Doel: Werk de lijst hieronder bij: vervang overal "retail photo" door "store photo" en laat de rest ongewijzigd.

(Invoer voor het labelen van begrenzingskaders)
⁂
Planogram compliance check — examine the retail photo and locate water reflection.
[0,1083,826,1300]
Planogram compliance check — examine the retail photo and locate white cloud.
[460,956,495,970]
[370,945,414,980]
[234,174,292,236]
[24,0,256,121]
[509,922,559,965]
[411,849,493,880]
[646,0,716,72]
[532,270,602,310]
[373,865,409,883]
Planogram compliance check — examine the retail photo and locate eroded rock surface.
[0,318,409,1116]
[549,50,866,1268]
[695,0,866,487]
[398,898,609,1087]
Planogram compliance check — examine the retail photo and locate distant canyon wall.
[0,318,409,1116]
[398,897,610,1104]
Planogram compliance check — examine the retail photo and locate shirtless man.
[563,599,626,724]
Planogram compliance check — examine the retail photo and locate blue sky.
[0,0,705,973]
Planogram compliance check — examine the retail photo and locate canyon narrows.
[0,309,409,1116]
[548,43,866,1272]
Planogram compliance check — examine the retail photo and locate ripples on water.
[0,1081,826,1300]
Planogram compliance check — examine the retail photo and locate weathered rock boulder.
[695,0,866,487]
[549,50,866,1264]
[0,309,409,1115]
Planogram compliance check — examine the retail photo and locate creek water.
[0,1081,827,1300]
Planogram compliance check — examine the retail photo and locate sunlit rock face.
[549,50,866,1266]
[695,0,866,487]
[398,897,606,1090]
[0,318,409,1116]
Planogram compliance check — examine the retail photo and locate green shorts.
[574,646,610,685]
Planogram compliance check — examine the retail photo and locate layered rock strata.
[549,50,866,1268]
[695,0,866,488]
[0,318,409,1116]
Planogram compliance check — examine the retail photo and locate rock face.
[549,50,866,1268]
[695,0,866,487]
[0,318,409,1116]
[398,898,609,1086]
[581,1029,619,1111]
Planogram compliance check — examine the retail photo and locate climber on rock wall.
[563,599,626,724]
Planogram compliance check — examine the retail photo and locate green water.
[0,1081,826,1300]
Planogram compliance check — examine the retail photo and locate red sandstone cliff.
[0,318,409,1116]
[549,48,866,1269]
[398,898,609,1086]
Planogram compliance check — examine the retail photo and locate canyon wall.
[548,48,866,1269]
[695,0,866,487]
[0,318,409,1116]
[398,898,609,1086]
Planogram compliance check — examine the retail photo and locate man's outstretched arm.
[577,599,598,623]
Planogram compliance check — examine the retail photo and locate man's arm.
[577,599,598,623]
⁂
Resultaat opdracht:
Planogram compliance check — examine the store photo and locate water reflection.
[0,1083,826,1300]
Planogram compliance check — examine the store photo and locate white cloud.
[460,956,495,970]
[370,945,414,980]
[234,174,292,236]
[24,0,256,121]
[509,922,559,965]
[411,849,493,880]
[646,0,716,72]
[532,270,602,310]
[373,865,409,883]
Planogram compliance check — examine the store photo and locate eroded rock surface.
[0,318,409,1116]
[549,50,866,1268]
[695,0,866,487]
[398,898,609,1087]
Planogram compliance check — examine the store photo and locate distant canyon wall.
[0,318,409,1116]
[398,897,610,1104]
Planogram compliance check — examine the store photo and locate shirtless man.
[563,599,626,724]
Planogram compliance check — examine the store photo and locate blue sky.
[0,0,705,973]
Planogram compliance check — examine the store photo and locate canyon narrows.
[0,309,409,1116]
[548,43,866,1272]
Planogram compliance check — examine the store photo and locate ripples on water.
[0,1081,826,1300]
Planogram compliance check — examine the store photo and locate weathered rock boulder.
[695,0,866,487]
[549,50,866,1264]
[0,309,409,1115]
Planogram compliance check — examine the store photo and locate creek water.
[0,1081,827,1300]
Planogram compliance check — examine the store photo and locate sunlit rock face.
[549,50,866,1266]
[695,0,866,487]
[398,897,606,1090]
[0,318,409,1116]
Planogram compliance check — examine the store photo and locate green shorts.
[574,646,610,685]
Planogram compliance check — examine the store photo and locate layered rock strata.
[549,50,866,1268]
[695,0,866,488]
[0,318,409,1116]
Planogram compliance check — examine the store photo and locate rock face.
[549,50,866,1268]
[695,0,866,487]
[0,318,409,1116]
[398,898,609,1086]
[581,1029,619,1111]
Planogram compliance check — examine the store photo and locate climber on rock wall.
[563,599,626,724]
Planogram compliance check — examine the store photo and locate green water.
[0,1081,826,1300]
Planogram compliance check — examine the store photo and locate red sandstone cliff.
[0,318,409,1116]
[549,48,866,1269]
[398,898,609,1086]
Planogram compliance check — examine the store photo and locate canyon wall.
[548,48,866,1269]
[695,0,866,487]
[0,318,409,1116]
[398,898,609,1086]
Planogram compliance check — examine the store photo and locate man's outstretched arm.
[577,599,598,623]
Planogram compliance check — examine the store photo and locate man's arm.
[577,599,598,623]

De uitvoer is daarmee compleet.